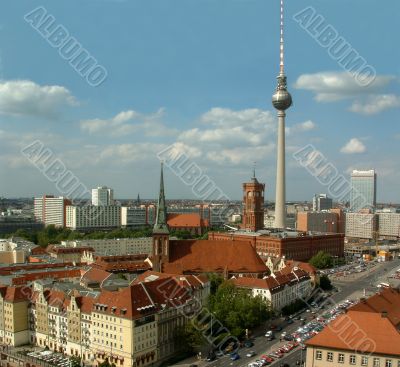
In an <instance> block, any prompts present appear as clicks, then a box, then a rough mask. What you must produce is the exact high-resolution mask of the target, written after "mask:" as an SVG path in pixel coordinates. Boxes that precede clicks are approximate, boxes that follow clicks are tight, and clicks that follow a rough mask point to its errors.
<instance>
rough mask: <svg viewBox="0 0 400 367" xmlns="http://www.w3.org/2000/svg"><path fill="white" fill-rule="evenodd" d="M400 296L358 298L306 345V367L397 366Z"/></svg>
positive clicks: (392, 295)
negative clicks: (341, 366)
mask: <svg viewBox="0 0 400 367" xmlns="http://www.w3.org/2000/svg"><path fill="white" fill-rule="evenodd" d="M399 309H400V293H399V291H398V290H394V289H391V288H388V289H385V290H384V291H382V292H381V293H379V294H375V295H374V296H372V297H370V298H368V299H361V301H360V302H359V303H358V304H356V305H355V306H353V307H351V308H349V309H348V310H347V312H346V313H345V314H342V315H340V316H339V317H338V318H337V319H335V320H334V321H332V322H331V323H330V325H329V327H325V328H324V329H323V330H322V331H321V332H320V333H319V334H317V335H316V336H314V337H313V338H311V339H310V340H308V341H307V342H306V345H307V359H306V361H307V364H306V367H325V366H330V365H332V366H338V365H340V366H346V367H347V366H349V367H350V366H365V367H398V366H399V365H400V348H399V345H400V332H399V326H400V319H399Z"/></svg>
+++++
■ **ACTIVITY**
Your task is to repeat the opening line of the entries above and each line after it, ending with the line that has "positive clicks: (392, 295)". Do not include the pictures.

■ **TASK SOLUTION**
In an <instance> block, any prompts present appear as clicks, then a box, then a rough mask. What you must produce is the exact high-resolution mask of the target, written after "mask:" as an SVG path in pixel coordinates. Boxes that precede clicks are approximate, boxes that follow clicks are tight, and clicks that follow a rough mask point to its errors.
<instance>
rough mask: <svg viewBox="0 0 400 367" xmlns="http://www.w3.org/2000/svg"><path fill="white" fill-rule="evenodd" d="M400 296L358 298L306 345V367L397 366Z"/></svg>
positive clicks: (392, 295)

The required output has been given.